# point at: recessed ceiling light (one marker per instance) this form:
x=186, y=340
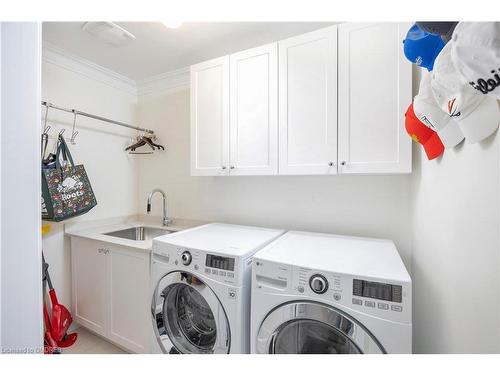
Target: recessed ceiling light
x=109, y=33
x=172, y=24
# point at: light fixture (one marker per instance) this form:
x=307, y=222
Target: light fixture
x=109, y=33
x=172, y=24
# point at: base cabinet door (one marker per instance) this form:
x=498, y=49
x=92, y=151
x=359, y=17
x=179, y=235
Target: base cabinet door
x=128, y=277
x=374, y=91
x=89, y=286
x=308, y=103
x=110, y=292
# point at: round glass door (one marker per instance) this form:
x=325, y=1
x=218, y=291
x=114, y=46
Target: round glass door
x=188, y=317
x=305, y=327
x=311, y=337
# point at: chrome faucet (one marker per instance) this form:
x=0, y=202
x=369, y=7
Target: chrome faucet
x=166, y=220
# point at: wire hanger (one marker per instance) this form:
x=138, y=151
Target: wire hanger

########

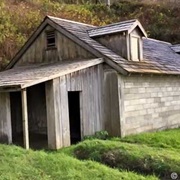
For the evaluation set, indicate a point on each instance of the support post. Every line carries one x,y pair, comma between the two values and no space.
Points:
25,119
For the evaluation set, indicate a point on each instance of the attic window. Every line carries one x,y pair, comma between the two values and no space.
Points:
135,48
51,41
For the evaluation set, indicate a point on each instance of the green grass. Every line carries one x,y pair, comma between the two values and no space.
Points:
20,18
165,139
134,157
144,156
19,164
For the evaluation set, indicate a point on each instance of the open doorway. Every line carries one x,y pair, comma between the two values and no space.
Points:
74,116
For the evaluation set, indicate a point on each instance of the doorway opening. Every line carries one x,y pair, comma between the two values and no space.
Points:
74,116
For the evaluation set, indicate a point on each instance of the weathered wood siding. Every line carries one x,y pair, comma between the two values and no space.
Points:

########

#### TASK GOAL:
Can you reproduce, unchanged, the stretch of the entries from the line containing "# point at: chrome" through the line containing "x=166, y=220"?

#### IN RESPONSE:
# point at: chrome faucet (one marker per instance) this form:
x=0, y=202
x=369, y=7
Target: chrome faucet
x=166, y=220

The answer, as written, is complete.